**Set problem A**
Could you copy every line of the records below the Spark commit email word for word, leaving the pictures out of your copy?

**Excerpt to read**

______________________________

(spark) branch master updated: [SPARK-45739][PYTHON] Catch IOException instead of EOFException alone for faulthandler

gurwls223 Tue, 31 Oct 2023 15:35:16 -0700

This is an automated email from the ASF dual-hosted git repository.

gurwls223 pushed a commit to branch master
in repository https://gitbox.apache.org/repos/asf/spark.git



The following commit(s) were added to refs/heads/master by this push:
     new 18e07956e94 [SPARK-45739][PYTHON] Catch IOException instead of 
EOFException alone for faulthandler
18e07956e94 is described below

commit 18e07956e9476bf3e9264eb878a25b838feff4a6
Author: Hyukjin Kwon <[email protected]>
AuthorDate: Wed Nov 1 07:33:35 2023 +0900

    [SPARK-45739][PYTHON] Catch IOException instead of EOFException alone for 
faulthandler
    
    ### What changes were proposed in this pull request?
    
    This PR improves `spark.python.worker.faulthandler.enabled` feature by 
catching `IOException` instead of `EOFException` (narrower).

______________________________

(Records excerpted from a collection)
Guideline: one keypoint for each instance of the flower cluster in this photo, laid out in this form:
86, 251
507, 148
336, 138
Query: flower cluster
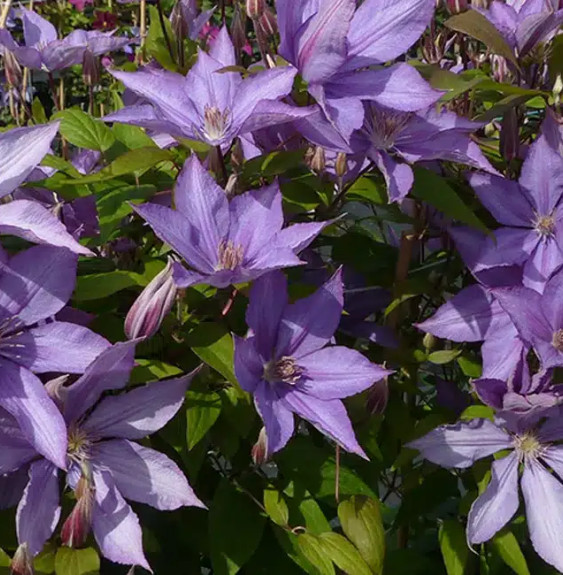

______________________________

**Set problem B**
Answer these about the Spark commit email above:
(i) To which branch was the commit pushed?
(ii) Who is listed as the author of the commit?
(iii) Which exception does the change catch instead of EOFException alone?

**Correct answer A**
Guideline: one keypoint for each instance of the flower cluster in this photo, laid out in this form:
86, 251
507, 148
336, 138
Query: flower cluster

**Correct answer B**
(i) master
(ii) Hyukjin Kwon
(iii) IOException